Object point labels
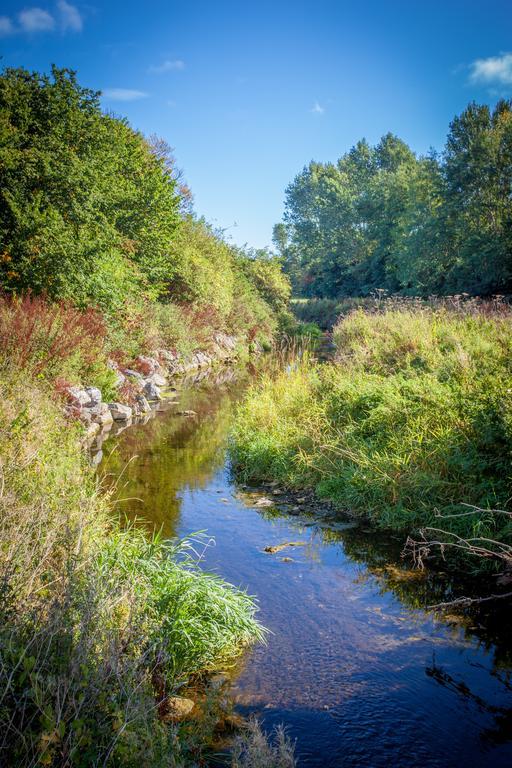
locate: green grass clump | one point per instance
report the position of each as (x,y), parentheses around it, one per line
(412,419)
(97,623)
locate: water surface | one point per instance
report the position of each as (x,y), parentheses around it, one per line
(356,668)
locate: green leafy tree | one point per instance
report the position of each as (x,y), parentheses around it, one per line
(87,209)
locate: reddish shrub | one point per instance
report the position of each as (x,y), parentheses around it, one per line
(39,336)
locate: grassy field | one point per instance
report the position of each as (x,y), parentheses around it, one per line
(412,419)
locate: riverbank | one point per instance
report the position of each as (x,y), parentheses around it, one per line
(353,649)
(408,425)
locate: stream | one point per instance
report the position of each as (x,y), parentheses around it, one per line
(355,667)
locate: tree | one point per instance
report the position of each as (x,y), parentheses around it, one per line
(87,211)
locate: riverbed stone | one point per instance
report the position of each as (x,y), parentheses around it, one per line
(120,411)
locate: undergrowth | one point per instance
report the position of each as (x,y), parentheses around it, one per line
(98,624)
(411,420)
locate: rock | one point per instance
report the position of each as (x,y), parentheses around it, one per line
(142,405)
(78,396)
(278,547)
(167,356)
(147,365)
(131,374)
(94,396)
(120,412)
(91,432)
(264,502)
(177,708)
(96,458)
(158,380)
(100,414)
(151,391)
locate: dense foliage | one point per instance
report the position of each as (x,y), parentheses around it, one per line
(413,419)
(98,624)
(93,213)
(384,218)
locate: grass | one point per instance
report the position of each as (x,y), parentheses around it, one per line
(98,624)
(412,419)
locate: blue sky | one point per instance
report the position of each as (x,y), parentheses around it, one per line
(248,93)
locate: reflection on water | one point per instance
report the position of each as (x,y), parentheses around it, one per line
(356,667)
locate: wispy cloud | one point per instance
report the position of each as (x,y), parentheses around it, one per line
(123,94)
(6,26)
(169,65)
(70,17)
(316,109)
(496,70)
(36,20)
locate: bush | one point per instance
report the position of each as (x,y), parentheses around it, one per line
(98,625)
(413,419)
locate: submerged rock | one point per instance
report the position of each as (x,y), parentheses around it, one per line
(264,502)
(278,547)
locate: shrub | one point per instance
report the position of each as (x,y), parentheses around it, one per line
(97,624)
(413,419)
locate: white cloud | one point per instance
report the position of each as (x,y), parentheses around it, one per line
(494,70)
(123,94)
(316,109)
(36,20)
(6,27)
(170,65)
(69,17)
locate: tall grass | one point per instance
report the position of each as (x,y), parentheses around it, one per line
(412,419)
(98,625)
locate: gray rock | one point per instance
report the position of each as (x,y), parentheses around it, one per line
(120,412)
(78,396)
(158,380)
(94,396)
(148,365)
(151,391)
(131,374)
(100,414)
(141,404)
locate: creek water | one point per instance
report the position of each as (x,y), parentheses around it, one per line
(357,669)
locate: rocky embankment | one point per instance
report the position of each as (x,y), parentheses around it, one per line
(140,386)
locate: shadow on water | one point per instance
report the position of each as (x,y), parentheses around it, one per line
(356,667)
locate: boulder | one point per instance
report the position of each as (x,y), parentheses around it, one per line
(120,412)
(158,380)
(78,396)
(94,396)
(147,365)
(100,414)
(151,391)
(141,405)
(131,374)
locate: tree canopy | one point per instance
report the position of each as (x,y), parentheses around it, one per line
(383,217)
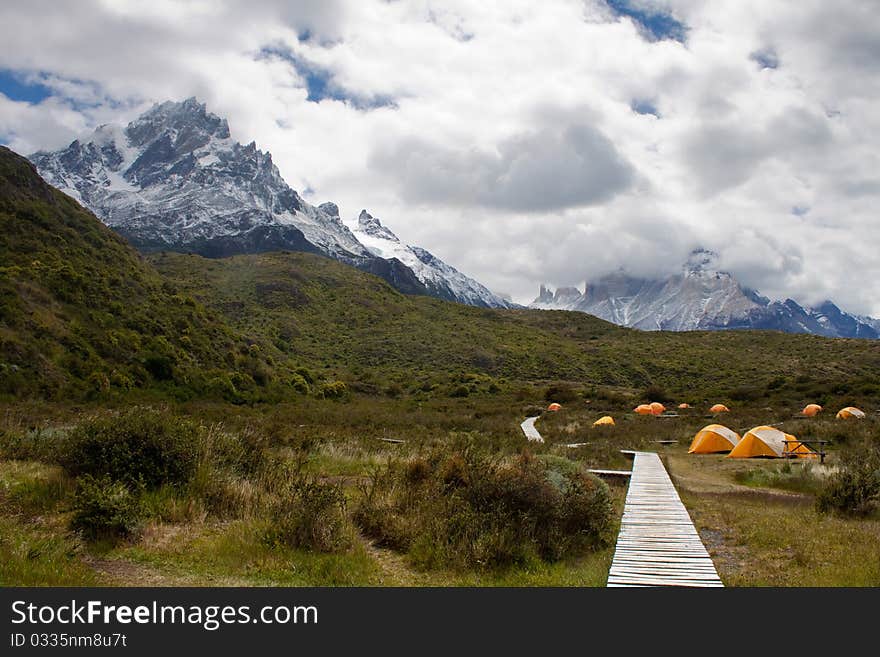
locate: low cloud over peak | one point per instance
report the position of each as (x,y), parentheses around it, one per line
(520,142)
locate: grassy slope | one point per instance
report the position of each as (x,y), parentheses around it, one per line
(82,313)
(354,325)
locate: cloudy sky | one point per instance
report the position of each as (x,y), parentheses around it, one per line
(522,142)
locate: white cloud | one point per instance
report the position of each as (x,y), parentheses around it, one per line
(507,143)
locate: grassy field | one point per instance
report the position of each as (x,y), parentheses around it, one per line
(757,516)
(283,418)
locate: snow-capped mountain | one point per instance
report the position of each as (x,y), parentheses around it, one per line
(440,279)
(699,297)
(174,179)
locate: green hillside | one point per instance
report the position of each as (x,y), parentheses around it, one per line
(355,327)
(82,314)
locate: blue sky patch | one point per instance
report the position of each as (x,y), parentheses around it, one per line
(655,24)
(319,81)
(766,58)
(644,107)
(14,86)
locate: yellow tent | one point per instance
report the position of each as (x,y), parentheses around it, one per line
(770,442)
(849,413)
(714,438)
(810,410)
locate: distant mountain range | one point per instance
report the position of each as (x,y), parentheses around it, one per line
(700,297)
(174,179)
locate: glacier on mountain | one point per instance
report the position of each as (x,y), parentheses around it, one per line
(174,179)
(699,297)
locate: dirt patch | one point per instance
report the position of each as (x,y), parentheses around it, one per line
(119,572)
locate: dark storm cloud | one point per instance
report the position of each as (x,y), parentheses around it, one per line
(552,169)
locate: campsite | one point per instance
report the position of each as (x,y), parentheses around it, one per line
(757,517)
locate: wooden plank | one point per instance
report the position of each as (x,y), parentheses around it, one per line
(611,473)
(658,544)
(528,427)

§ **Exercise description**
Lay out the rows above as a JSON list of strings, one string per line, with blank lines omitted and the pictures left out. Include every row.

§ **Finished answer**
[
  "locate: green grass clump | one point per instance",
  "report the position of each as (x,y), parentheses around it, one per line",
  "(412,419)",
  "(97,623)",
  "locate: water surface | one point per instance",
  "report the position of each as (x,y), parentheses around it, one per line",
  "(356,668)",
  "locate: green leafy tree | one point per instance",
  "report the position of each as (x,y), parentheses around it, one per line",
  "(87,209)",
  "locate: reddish shrub | one point per instance",
  "report the position of each as (x,y), parentheses around it, one per line",
  "(39,336)",
  "locate: grassy field | one point per instance",
  "report the position of each as (x,y), parentheses around it, one per line",
  "(412,419)",
  "locate: riverbank | one point per instance",
  "report the position of each as (x,y), parentheses around it, one per line",
  "(353,649)",
  "(408,425)",
  "locate: stream | one point per instance",
  "report the position of each as (x,y), parentheses around it, one per line",
  "(355,667)",
  "locate: tree | one point per instance",
  "report the position of each as (x,y), parentheses around it, one per line",
  "(87,211)",
  "locate: riverbed stone | one point per instance",
  "report the position of each as (x,y), parentheses around it, one per line",
  "(120,411)",
  "locate: undergrowth | one point per instance",
  "report the position of each as (x,y), parentheses around it, one per line",
  "(98,624)",
  "(411,420)",
  "locate: rock | one point per instance",
  "report the position of each as (x,y), parentheses around it, one per line",
  "(142,405)",
  "(78,396)",
  "(278,547)",
  "(167,356)",
  "(147,365)",
  "(131,374)",
  "(94,396)",
  "(120,412)",
  "(91,432)",
  "(264,502)",
  "(177,708)",
  "(96,458)",
  "(158,380)",
  "(100,414)",
  "(151,391)",
  "locate: dense foliage | one point per instance",
  "report the position of each as (x,y), parentheses around it, one per line",
  "(413,419)",
  "(98,624)",
  "(93,213)",
  "(384,218)",
  "locate: grass | one point per instance",
  "report the position of each as (x,y), parentheses around it, one per line",
  "(98,624)",
  "(412,419)",
  "locate: blue sky | one point per instance",
  "report the position of each as (x,y), parentheses around it, one per line",
  "(248,93)",
  "locate: reflection on water | one point per instance",
  "report the position of each as (x,y), parentheses around it, one per line",
  "(356,667)",
  "locate: wispy cloud | one point per instance",
  "report the position of each as (x,y), parentheses around it, one per line",
  "(123,94)",
  "(6,26)",
  "(169,65)",
  "(70,17)",
  "(316,109)",
  "(496,70)",
  "(36,20)",
  "locate: bush | one point per instance",
  "report the position of each as (x,y), parentheses around it, one per line",
  "(98,625)",
  "(413,419)",
  "locate: submerged rock | one point per instance",
  "report the position of each as (x,y), parentheses around it, one per line",
  "(264,502)",
  "(278,547)",
  "locate: shrub | one point per instance",
  "report the position of each as (x,y), parentheses around it, one per line",
  "(97,624)",
  "(413,419)",
  "locate: white cloud | one point per instance",
  "report the position of each as (x,y), parentheses around it, one per line",
  "(494,70)",
  "(123,94)",
  "(316,109)",
  "(36,20)",
  "(6,27)",
  "(170,65)",
  "(69,17)",
  "locate: tall grass | one point per instance",
  "report the position of each as (x,y), parentheses around it, one per line",
  "(412,419)",
  "(98,625)",
  "locate: gray rock | one point per instance",
  "report the position of each as (x,y), parentheses around it, one per line",
  "(120,412)",
  "(78,396)",
  "(158,380)",
  "(94,396)",
  "(148,365)",
  "(151,391)",
  "(131,374)",
  "(100,414)",
  "(141,404)",
  "locate: creek water | one point per instance",
  "report the position of each as (x,y), parentheses around it, one per line",
  "(357,669)",
  "locate: rocky embankment | one point per instance",
  "report the position of each as (x,y), parentheses around it, one per line",
  "(140,386)",
  "locate: shadow on water | one point per instance",
  "report the position of each as (x,y), parentheses around it, one per line",
  "(356,667)",
  "locate: boulder | one point per instance",
  "report the position of each as (x,y), parentheses around it, one per line",
  "(120,412)",
  "(158,380)",
  "(78,396)",
  "(94,396)",
  "(147,365)",
  "(100,414)",
  "(151,391)",
  "(141,405)",
  "(131,374)",
  "locate: tree canopy | one point per instance",
  "report the position of each as (x,y), parentheses around it, one per line",
  "(383,217)",
  "locate: low cloud over peak | one point per instance",
  "report the position of each as (x,y), parentheses around it, one per line",
  "(520,142)",
  "locate: grassy slope | one point per instance",
  "report the position of each as (x,y), parentheses around it, one per line",
  "(82,313)",
  "(354,325)",
  "locate: cloudy sky | one point per instance",
  "report the position of each as (x,y), parentheses around it, one per line",
  "(522,142)",
  "locate: white cloud | one point per instance",
  "report the position of each as (x,y), parentheses around it, one per line",
  "(507,143)",
  "locate: grassy field | one point per instance",
  "report the position of each as (x,y), parentheses around it, one per line",
  "(757,516)",
  "(283,418)",
  "locate: snow-capped mountain | one point per instance",
  "report the position of each as (x,y), parentheses around it, one per line",
  "(440,279)",
  "(699,297)",
  "(174,179)",
  "locate: green hillside | one point per instance",
  "report the position of each as (x,y), parentheses around it, one per line",
  "(355,327)",
  "(82,314)",
  "locate: blue sky patch | one point per instance",
  "report the position of each as (x,y), parentheses around it, one per line",
  "(655,24)",
  "(319,81)",
  "(766,58)",
  "(644,107)",
  "(14,86)",
  "locate: yellow tent | one point per instance",
  "report the position of each as (x,y), parentheses around it, one per line",
  "(770,442)",
  "(849,413)",
  "(714,438)",
  "(810,410)",
  "locate: distant mountain range | one point per instance",
  "report the position of each as (x,y), parentheses around it, one per line",
  "(700,297)",
  "(174,179)",
  "locate: glacier on mountain | one point per instance",
  "report the position of each as (x,y), parentheses around it, one per line",
  "(174,179)",
  "(699,297)",
  "locate: dirt patch | one point per instance",
  "report the position of each as (x,y), parentheses around it, one per line",
  "(119,572)",
  "locate: dark storm cloud | one point per instance",
  "report the position of each as (x,y), parentheses around it, one per line",
  "(552,169)",
  "locate: campsite | one point per instance",
  "report the position of each as (x,y), parentheses around it, one per line",
  "(757,517)",
  "locate: wooden plank | one point per instance",
  "report the position of each as (x,y), parentheses around it, one per line",
  "(611,473)",
  "(658,544)",
  "(528,427)"
]